Passage provided>

+ + + +

New Jersey is in significant financial trouble. It has been underfunding its pension system for years and has “re-directed” unemployment and other benefit funds. It has been lying about the enormity of this debt for years. It is a cautionary tale.

The infrastructure and services we all depend on to support our standard of living cost money and the bill must be paid. It should be paid in proportion to the financial benefits an individual gains from that structure.

While both New Jersey Democrats and Republicans have dipped into these pension and benefit funds, the trend started in 1997 during the Whitman administration. She took over a State which, according to Governor Florio, who had wanted to raise taxes, was bankrupt. He was right. But the taxpayers shot the messenger and elected Whitman who was preaching the still popular no new tax promise made popular by the Republicans. Indeed, they are still advocating reducing taxes despite looming deficits.

Governor Whitman adopted the Beam Shuffle, moving money around, raiding pension funds and liquidating state assets to keep from running out of cash. She even got to surpluses held by public authorities such as the Turnpike, and, of course the the ultimate cost cutter, she cut State funding for mandated programs, transferring the cost from the State to local governments, governments financed by property taxes, the most regressive of all taxes.

Having set the "no tax increase" trend all followed including Corzine who while making some inroads on the state debt problems offered as an answer, sell some toll roads and to use the proceeds of the sale to cover some of the State’s debts.

The only way out of the hole New Jersey is in and indeed the nation is in is to use the graduated income tax and the inheritance tax. These tax systems tax surplus funds paid to our over compensated few, funds well in excess of their needs or of any value added by them to society, funds which will not be spent and therefore cannot be reached with any type of sales tax. Our current tax system, combined with capital’s ability to freely move jobs overseas, which has ended pay increases for nearly twenty years despite marked increases in employee efficiency, is allowing huge accumulations of money in the hands of 1% of the population. This is rendering them too powerful and is effectively taking that money out of circulation. With no tariffs to keep work within our boarders, with no effective unions and an increasingly regressive tax system with crushes the middle class, the golden goose is getting very sick indeed.

+ + + +

Listed records>

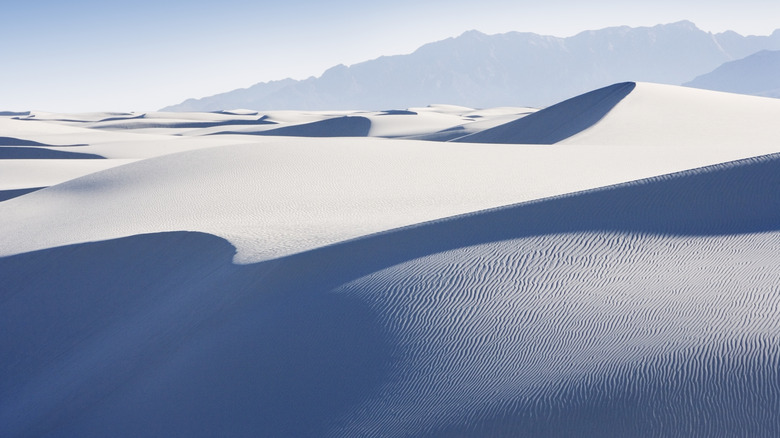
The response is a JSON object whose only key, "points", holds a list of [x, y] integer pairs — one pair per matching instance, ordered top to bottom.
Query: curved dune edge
{"points": [[557, 122], [647, 307]]}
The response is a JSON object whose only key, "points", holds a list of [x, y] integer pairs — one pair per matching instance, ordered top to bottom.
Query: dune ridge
{"points": [[621, 282], [463, 325]]}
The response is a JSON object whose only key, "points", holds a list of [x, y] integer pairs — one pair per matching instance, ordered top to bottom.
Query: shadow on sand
{"points": [[162, 335]]}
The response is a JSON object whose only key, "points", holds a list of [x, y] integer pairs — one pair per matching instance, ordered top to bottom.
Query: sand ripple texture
{"points": [[647, 309], [585, 334]]}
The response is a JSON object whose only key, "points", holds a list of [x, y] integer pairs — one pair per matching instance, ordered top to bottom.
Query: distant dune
{"points": [[514, 68], [604, 267]]}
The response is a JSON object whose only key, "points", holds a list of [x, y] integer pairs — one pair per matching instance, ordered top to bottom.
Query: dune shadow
{"points": [[557, 122], [151, 123], [347, 126], [12, 141], [38, 153], [14, 193], [732, 198], [162, 335], [736, 397]]}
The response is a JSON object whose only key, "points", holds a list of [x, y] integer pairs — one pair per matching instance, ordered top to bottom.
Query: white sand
{"points": [[649, 306]]}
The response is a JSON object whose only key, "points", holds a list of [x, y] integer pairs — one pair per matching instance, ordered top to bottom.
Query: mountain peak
{"points": [[509, 69]]}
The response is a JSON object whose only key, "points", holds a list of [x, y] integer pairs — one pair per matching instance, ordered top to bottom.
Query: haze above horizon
{"points": [[143, 55]]}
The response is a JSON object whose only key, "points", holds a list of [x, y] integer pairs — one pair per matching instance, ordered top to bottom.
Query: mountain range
{"points": [[509, 69], [757, 74]]}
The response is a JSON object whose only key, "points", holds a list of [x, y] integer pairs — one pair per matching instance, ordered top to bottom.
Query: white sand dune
{"points": [[621, 283]]}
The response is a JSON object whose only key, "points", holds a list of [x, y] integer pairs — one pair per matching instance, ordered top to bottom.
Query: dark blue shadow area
{"points": [[397, 113], [557, 122], [151, 123], [347, 126], [12, 141], [34, 153], [10, 194], [732, 198], [162, 335], [728, 398]]}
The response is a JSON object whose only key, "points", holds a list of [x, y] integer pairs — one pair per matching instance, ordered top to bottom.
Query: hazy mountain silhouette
{"points": [[514, 68], [757, 74]]}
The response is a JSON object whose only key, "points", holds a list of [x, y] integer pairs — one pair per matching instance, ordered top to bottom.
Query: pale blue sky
{"points": [[89, 55]]}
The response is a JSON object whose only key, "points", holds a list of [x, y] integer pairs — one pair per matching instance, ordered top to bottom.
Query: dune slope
{"points": [[642, 309]]}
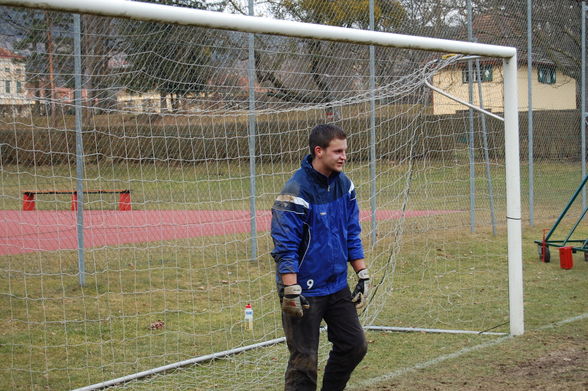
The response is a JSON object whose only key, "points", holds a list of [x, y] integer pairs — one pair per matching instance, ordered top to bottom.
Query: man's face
{"points": [[332, 158]]}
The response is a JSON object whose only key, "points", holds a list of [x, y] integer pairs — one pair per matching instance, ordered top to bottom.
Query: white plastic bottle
{"points": [[248, 317]]}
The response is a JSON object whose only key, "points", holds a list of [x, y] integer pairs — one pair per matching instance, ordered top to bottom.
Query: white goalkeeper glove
{"points": [[359, 295], [293, 303]]}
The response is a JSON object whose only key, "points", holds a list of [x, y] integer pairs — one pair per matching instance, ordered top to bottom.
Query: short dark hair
{"points": [[321, 136]]}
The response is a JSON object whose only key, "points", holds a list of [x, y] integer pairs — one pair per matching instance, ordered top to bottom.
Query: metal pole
{"points": [[194, 17], [530, 111], [583, 111], [471, 128], [252, 136], [79, 147], [486, 154], [373, 190], [513, 198]]}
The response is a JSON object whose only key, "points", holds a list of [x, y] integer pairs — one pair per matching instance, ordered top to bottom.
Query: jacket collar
{"points": [[320, 178]]}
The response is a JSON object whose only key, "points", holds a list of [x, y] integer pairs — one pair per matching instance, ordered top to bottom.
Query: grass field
{"points": [[57, 335]]}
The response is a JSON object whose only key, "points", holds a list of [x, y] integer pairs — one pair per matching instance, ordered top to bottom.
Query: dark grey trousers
{"points": [[302, 336]]}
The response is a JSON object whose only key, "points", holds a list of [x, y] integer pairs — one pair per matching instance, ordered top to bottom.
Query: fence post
{"points": [[530, 111], [583, 111], [252, 136], [79, 147], [373, 190]]}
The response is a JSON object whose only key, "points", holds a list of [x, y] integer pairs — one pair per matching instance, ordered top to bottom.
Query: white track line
{"points": [[380, 379]]}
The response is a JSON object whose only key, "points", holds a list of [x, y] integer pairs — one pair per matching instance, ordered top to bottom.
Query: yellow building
{"points": [[552, 90]]}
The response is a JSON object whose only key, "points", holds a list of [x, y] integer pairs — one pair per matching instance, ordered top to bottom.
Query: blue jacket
{"points": [[316, 231]]}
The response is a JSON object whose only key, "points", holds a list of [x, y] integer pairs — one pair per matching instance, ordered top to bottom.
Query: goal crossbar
{"points": [[217, 20]]}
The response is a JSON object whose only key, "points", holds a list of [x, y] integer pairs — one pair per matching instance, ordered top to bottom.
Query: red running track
{"points": [[31, 231]]}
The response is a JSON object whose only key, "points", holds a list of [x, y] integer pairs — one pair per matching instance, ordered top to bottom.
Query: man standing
{"points": [[316, 233]]}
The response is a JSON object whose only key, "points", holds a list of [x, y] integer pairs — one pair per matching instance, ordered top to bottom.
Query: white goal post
{"points": [[161, 13], [258, 25]]}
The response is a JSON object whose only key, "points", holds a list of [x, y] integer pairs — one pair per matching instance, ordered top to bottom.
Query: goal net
{"points": [[135, 214]]}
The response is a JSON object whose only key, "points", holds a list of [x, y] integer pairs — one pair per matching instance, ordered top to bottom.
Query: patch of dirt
{"points": [[564, 369]]}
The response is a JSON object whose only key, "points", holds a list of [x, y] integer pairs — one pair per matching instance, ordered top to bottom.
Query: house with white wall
{"points": [[13, 93]]}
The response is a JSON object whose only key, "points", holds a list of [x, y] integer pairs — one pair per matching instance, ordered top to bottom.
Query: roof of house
{"points": [[5, 53]]}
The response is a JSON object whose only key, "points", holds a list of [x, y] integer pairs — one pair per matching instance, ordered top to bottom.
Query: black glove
{"points": [[359, 295], [293, 302]]}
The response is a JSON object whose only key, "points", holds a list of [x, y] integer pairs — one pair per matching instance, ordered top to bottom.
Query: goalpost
{"points": [[202, 154]]}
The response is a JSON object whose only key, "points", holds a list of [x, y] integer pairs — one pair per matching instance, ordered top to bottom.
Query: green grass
{"points": [[57, 335]]}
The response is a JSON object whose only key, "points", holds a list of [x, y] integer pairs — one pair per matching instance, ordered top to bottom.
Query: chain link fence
{"points": [[171, 116]]}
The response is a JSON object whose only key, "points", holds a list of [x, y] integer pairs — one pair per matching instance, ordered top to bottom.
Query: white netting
{"points": [[165, 116]]}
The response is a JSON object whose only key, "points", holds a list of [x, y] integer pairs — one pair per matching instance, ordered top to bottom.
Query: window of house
{"points": [[486, 73], [546, 74]]}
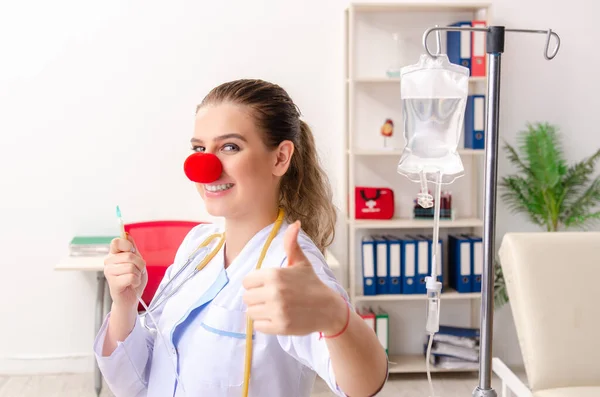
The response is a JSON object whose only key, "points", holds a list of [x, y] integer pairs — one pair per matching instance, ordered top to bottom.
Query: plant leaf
{"points": [[542, 151], [579, 211]]}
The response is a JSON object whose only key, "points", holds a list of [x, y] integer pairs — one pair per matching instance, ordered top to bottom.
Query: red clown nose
{"points": [[203, 167]]}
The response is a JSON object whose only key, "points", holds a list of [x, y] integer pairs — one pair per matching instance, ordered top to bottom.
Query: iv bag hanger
{"points": [[494, 48]]}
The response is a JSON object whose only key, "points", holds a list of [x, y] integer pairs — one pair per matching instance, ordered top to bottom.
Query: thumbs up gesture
{"points": [[292, 300]]}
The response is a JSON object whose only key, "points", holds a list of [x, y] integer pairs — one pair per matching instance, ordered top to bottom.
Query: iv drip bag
{"points": [[434, 95]]}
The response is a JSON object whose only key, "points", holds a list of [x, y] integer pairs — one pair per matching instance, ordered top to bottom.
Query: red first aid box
{"points": [[374, 203]]}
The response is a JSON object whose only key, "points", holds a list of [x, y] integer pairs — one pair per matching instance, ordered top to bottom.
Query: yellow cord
{"points": [[212, 254], [249, 323]]}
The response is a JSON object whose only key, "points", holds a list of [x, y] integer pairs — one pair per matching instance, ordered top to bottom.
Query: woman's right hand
{"points": [[125, 272]]}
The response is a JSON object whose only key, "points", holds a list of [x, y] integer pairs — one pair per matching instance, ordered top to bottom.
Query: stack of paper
{"points": [[90, 245], [455, 348]]}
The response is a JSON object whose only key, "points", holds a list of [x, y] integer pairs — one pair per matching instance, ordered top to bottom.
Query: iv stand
{"points": [[494, 48]]}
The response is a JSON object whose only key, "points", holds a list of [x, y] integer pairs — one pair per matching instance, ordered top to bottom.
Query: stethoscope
{"points": [[206, 168], [164, 294]]}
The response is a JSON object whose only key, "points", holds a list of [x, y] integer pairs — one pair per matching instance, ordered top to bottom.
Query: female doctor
{"points": [[250, 322]]}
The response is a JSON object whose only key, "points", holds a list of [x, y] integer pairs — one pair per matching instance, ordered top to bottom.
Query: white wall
{"points": [[82, 84]]}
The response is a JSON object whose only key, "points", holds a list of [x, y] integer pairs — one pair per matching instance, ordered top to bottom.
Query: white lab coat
{"points": [[204, 328]]}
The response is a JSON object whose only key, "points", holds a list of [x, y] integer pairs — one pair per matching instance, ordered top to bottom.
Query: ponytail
{"points": [[306, 193]]}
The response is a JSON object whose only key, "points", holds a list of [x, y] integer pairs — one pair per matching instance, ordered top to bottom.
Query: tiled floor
{"points": [[82, 385]]}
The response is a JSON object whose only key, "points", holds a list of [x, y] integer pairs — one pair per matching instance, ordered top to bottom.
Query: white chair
{"points": [[552, 281]]}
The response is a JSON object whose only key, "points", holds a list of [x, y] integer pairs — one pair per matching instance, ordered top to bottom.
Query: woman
{"points": [[301, 324]]}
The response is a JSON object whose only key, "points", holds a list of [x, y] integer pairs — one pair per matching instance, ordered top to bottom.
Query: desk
{"points": [[90, 264], [96, 264]]}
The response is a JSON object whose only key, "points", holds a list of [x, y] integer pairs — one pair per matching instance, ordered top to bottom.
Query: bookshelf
{"points": [[371, 97]]}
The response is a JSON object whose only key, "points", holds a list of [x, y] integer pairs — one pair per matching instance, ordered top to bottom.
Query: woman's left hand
{"points": [[293, 300]]}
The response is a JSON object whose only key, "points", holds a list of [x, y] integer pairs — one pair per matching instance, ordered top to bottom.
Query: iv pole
{"points": [[494, 48]]}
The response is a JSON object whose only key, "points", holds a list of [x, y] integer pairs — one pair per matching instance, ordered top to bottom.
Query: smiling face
{"points": [[251, 170]]}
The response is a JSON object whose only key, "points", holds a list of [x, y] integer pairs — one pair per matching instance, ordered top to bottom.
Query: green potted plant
{"points": [[552, 194]]}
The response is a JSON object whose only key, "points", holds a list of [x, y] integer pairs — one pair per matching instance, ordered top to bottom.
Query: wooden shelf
{"points": [[416, 7], [396, 80], [398, 152], [413, 223], [448, 293], [415, 363]]}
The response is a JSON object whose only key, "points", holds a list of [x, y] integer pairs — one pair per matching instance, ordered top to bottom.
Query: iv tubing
{"points": [[436, 226], [433, 286]]}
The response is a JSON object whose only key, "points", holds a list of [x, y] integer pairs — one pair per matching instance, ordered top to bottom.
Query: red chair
{"points": [[157, 242]]}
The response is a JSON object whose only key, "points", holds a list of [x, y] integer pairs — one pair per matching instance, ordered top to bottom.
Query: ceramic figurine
{"points": [[387, 130]]}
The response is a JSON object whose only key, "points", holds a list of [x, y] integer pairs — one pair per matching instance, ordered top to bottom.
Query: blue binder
{"points": [[458, 45], [475, 122], [417, 260], [476, 261], [368, 263], [459, 263], [382, 265], [395, 268]]}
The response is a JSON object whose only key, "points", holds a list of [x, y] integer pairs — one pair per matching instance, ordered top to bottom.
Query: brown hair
{"points": [[305, 193]]}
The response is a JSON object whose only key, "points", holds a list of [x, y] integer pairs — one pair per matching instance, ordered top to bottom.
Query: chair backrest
{"points": [[157, 242], [551, 284]]}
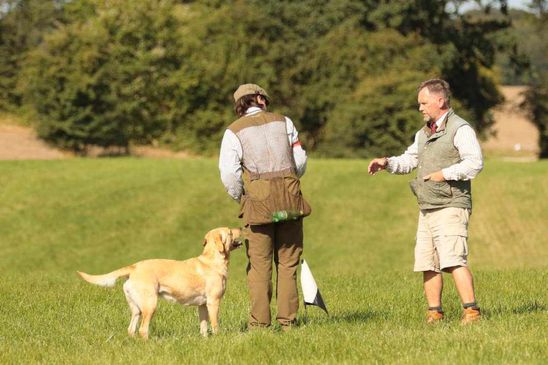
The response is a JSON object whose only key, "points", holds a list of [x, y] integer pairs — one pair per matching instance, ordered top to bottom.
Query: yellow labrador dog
{"points": [[197, 281]]}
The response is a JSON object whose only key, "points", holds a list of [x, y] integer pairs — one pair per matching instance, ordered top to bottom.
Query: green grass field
{"points": [[96, 215]]}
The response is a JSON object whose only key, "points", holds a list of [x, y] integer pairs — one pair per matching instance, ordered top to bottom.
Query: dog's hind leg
{"points": [[148, 300], [213, 310], [135, 311], [202, 311]]}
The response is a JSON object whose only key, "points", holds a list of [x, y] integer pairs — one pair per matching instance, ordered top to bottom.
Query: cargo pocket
{"points": [[413, 186], [440, 188], [258, 190], [294, 200]]}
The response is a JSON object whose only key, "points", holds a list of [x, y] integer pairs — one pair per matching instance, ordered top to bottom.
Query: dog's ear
{"points": [[219, 241]]}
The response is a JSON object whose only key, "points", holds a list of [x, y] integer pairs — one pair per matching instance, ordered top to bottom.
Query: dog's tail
{"points": [[107, 280]]}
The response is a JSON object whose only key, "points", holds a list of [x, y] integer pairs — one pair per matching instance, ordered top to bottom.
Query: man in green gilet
{"points": [[447, 155], [261, 161]]}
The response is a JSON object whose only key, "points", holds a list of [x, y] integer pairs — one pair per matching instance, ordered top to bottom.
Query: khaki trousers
{"points": [[284, 242]]}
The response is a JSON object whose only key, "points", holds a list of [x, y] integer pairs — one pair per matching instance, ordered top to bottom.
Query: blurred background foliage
{"points": [[118, 73]]}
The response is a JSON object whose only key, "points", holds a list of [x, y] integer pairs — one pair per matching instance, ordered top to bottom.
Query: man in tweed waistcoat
{"points": [[261, 161]]}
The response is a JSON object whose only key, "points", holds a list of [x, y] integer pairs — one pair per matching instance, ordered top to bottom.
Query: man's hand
{"points": [[377, 165], [435, 176]]}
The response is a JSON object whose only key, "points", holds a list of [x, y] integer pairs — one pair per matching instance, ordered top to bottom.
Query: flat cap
{"points": [[249, 89]]}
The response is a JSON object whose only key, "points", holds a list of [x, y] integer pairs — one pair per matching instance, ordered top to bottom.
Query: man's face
{"points": [[431, 105]]}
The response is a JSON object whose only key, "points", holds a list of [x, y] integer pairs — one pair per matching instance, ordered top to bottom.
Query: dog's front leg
{"points": [[213, 310], [202, 311]]}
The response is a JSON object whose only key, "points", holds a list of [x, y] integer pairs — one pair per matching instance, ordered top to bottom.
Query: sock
{"points": [[472, 305]]}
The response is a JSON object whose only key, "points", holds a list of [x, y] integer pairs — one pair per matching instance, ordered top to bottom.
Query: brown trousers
{"points": [[284, 242]]}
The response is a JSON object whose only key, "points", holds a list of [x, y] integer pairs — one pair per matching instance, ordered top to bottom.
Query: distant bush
{"points": [[117, 73]]}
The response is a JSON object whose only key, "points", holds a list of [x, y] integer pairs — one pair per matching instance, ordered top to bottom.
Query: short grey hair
{"points": [[437, 86]]}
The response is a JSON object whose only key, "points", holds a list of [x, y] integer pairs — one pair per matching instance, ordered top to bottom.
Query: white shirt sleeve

+ + + +

Reproduce verbatim the stretch of the passage on New Jersey's finances above from "The infrastructure and" through "from that structure.".

Result of the task>
The infrastructure and services we all depend on to support our standard of living cost money and the bill must be paid. It should be paid in proportion to the financial benefits an individual gains from that structure.